Brief
Restate each of the lines given below, word for word.

Dataset records
· · · · · · ·

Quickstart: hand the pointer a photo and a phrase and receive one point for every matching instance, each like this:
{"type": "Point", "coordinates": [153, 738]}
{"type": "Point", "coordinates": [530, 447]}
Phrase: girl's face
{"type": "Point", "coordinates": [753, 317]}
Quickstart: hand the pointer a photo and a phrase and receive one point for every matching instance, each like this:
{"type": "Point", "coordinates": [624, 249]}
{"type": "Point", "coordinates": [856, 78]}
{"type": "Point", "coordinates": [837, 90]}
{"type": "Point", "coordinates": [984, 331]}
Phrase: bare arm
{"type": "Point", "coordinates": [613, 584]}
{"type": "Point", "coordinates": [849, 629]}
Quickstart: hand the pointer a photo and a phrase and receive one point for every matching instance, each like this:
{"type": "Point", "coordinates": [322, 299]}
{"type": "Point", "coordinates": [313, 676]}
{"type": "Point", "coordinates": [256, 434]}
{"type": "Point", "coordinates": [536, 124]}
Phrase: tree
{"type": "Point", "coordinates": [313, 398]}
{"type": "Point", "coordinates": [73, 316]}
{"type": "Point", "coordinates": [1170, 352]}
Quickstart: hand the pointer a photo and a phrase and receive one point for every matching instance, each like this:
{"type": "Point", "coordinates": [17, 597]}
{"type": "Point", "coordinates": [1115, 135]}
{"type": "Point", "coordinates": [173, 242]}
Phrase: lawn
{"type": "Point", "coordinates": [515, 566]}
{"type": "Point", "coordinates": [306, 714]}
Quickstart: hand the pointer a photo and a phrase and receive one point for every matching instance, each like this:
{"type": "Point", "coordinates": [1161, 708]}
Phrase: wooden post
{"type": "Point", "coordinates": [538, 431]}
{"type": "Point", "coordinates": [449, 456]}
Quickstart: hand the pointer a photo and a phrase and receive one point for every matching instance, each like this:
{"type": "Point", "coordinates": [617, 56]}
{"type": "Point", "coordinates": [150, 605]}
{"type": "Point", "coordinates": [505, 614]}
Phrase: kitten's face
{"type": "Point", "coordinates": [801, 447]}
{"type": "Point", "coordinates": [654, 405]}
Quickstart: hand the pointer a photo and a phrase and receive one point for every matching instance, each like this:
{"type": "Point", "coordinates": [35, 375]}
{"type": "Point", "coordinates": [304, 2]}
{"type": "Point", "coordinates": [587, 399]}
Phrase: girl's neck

· · · · · · ·

Solution below
Quickstart: hand the pointer a photo and a phrase and receive one point for every matching instance, each like this:
{"type": "Point", "coordinates": [153, 738]}
{"type": "Point", "coordinates": [530, 447]}
Phrase: girl's face
{"type": "Point", "coordinates": [753, 317]}
Quickstart: hand the pointer a photo and a phrase and receive one point for every matching instance, each like this:
{"type": "Point", "coordinates": [624, 249]}
{"type": "Point", "coordinates": [856, 78]}
{"type": "Point", "coordinates": [837, 90]}
{"type": "Point", "coordinates": [984, 331]}
Phrase: bare arm
{"type": "Point", "coordinates": [613, 584]}
{"type": "Point", "coordinates": [849, 629]}
Quickstart: hand the pointer a photo and a phrase and receive one point for every matching instance, each like this:
{"type": "Point", "coordinates": [322, 299]}
{"type": "Point", "coordinates": [313, 676]}
{"type": "Point", "coordinates": [256, 434]}
{"type": "Point", "coordinates": [536, 124]}
Phrase: tree
{"type": "Point", "coordinates": [313, 398]}
{"type": "Point", "coordinates": [73, 316]}
{"type": "Point", "coordinates": [1170, 352]}
Quickstart: hand the pointer a photo and a phrase and receive one point for every matching instance, each like this:
{"type": "Point", "coordinates": [17, 597]}
{"type": "Point", "coordinates": [1115, 135]}
{"type": "Point", "coordinates": [173, 242]}
Phrase: lawn
{"type": "Point", "coordinates": [515, 566]}
{"type": "Point", "coordinates": [306, 714]}
Quickstart: hand the pointer a photo and a phrase and receive one point for every matching instance, each like this:
{"type": "Point", "coordinates": [1161, 708]}
Phrase: wooden post
{"type": "Point", "coordinates": [538, 431]}
{"type": "Point", "coordinates": [449, 456]}
Quickstart: hand the pointer a photo and a phrase and receive one point for every matching instance, each like this:
{"type": "Point", "coordinates": [617, 56]}
{"type": "Point", "coordinates": [150, 605]}
{"type": "Point", "coordinates": [505, 614]}
Phrase: kitten's face
{"type": "Point", "coordinates": [801, 447]}
{"type": "Point", "coordinates": [654, 405]}
Quickstart: hand the pointer a photo and a phrase and receive one point for every matching instance, each like this:
{"type": "Point", "coordinates": [35, 375]}
{"type": "Point", "coordinates": [304, 2]}
{"type": "Point", "coordinates": [587, 399]}
Phrase: girl's neck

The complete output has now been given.